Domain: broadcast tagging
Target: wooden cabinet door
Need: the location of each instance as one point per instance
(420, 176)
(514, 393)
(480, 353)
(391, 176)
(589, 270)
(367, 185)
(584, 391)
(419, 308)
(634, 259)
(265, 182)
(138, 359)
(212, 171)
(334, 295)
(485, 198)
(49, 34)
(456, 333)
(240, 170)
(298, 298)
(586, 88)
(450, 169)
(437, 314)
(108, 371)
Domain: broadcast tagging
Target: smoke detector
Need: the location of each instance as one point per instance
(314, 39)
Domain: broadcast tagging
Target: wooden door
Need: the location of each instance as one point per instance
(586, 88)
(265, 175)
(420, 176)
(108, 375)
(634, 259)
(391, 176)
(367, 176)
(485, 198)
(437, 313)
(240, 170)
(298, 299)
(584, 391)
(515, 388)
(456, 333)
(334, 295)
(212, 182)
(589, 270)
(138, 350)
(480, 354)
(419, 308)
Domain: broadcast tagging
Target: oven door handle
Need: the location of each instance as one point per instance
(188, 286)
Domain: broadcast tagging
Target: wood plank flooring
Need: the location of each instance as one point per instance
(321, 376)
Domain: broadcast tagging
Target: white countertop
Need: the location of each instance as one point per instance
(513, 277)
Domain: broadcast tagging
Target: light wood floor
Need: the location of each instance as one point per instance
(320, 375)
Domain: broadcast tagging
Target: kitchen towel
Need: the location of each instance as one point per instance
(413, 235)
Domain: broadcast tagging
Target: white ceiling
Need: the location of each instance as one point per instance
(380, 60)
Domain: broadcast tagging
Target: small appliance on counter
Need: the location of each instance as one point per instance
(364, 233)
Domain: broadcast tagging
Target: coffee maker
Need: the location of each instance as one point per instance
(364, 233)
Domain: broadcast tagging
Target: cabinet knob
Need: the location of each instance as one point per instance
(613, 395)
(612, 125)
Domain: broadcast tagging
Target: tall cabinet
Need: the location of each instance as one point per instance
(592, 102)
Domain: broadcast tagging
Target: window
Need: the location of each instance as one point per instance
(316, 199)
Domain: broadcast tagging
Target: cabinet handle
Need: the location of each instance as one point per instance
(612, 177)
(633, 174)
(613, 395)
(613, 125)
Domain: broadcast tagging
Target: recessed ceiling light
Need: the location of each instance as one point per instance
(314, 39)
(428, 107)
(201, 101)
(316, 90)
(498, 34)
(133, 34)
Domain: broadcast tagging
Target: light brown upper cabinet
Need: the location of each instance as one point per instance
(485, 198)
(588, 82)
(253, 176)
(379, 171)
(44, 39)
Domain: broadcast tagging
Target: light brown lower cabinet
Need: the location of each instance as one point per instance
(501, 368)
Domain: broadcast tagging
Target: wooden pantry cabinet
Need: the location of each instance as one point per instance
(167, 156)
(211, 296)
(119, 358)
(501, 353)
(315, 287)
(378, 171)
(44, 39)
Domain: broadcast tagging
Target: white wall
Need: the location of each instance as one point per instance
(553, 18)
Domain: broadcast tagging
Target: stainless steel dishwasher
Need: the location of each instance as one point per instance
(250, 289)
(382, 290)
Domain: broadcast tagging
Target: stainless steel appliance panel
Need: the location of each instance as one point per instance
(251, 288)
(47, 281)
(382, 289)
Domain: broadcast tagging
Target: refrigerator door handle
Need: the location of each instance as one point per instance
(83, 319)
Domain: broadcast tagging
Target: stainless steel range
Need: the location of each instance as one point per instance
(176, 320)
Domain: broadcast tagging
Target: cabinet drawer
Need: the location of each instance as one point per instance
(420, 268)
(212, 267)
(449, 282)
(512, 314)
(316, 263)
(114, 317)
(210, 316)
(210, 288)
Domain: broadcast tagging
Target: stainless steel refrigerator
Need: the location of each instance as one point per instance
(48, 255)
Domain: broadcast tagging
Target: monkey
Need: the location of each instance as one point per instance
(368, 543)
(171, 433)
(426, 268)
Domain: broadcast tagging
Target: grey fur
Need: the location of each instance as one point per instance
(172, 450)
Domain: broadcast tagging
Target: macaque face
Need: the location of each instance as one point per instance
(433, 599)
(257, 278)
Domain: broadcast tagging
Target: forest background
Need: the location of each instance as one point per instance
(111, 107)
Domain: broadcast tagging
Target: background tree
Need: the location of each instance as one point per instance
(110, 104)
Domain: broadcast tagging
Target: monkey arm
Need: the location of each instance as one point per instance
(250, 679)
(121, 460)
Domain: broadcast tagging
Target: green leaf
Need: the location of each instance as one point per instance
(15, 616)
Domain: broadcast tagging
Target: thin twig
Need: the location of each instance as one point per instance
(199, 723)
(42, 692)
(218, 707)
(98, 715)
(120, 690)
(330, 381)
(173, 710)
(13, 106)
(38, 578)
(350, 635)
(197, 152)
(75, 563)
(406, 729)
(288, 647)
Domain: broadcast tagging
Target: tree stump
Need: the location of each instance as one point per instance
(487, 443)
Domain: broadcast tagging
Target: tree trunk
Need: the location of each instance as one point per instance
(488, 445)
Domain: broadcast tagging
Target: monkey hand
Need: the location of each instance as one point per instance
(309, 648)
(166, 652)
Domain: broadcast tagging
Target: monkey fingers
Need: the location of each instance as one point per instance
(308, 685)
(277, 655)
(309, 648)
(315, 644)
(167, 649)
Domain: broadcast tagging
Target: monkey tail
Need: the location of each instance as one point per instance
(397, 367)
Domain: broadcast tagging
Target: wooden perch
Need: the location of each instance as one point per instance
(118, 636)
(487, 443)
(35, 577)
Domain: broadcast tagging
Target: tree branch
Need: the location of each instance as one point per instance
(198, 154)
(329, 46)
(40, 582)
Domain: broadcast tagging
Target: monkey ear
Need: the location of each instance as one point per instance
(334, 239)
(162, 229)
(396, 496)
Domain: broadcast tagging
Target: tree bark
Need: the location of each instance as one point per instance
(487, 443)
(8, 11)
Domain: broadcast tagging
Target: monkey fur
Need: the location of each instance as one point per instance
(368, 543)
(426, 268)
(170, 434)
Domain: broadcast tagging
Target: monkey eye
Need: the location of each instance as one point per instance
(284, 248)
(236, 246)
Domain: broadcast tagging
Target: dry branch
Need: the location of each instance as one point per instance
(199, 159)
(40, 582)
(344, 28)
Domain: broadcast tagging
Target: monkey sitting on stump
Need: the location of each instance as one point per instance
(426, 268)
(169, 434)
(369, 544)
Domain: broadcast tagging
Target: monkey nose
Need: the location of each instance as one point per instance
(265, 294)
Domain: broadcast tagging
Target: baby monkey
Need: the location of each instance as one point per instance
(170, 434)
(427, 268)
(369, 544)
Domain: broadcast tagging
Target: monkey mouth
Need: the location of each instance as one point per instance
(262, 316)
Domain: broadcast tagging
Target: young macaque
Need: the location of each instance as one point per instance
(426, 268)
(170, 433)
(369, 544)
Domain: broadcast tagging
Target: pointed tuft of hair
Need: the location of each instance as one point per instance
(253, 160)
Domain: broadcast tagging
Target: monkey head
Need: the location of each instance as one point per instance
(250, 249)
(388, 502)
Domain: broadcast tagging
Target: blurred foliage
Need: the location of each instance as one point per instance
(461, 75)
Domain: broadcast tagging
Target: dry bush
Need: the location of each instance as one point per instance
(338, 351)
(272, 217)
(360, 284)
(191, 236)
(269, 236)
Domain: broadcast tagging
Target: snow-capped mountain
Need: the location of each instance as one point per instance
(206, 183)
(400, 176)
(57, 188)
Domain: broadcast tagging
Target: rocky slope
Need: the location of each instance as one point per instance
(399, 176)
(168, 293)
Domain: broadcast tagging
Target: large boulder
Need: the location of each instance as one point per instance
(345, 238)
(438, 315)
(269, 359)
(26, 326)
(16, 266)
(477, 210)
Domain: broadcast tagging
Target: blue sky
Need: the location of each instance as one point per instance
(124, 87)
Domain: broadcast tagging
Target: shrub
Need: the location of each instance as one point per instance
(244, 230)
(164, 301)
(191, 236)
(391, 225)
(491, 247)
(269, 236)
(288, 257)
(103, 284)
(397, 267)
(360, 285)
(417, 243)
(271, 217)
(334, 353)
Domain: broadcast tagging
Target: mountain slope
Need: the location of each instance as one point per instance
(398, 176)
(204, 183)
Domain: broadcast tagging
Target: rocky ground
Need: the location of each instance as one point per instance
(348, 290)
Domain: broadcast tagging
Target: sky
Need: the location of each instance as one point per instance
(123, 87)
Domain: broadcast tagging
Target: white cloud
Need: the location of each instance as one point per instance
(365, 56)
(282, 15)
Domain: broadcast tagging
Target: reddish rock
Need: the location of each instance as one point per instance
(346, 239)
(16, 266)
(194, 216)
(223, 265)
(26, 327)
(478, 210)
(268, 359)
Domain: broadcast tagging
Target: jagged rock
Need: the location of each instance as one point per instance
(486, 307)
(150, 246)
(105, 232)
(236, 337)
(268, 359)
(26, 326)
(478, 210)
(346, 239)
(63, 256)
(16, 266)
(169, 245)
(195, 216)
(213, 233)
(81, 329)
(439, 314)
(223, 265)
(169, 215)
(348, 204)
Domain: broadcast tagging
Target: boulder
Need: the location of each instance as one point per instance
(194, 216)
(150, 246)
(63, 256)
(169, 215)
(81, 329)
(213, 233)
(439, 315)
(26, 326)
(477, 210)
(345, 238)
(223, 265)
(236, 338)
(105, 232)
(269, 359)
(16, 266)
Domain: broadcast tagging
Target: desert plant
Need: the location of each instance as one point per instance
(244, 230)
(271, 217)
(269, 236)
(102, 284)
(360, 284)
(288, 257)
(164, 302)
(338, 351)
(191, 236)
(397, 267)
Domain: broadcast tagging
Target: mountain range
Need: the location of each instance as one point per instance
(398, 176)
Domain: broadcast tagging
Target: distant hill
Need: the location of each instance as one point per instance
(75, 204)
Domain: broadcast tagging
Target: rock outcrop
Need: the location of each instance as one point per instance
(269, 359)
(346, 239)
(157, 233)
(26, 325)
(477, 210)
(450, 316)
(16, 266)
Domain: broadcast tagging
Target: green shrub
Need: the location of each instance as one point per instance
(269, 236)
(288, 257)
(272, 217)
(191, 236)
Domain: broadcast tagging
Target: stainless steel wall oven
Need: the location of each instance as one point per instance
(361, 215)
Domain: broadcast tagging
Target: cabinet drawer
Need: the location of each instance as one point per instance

#####

• WHAT YOU NEED TO DO: Pick out every line of the rows above that contains the string "rocky", matching case exactly.

• RESULT OF THIS EXERCISE:
Target: rocky slope
Target: rocky ground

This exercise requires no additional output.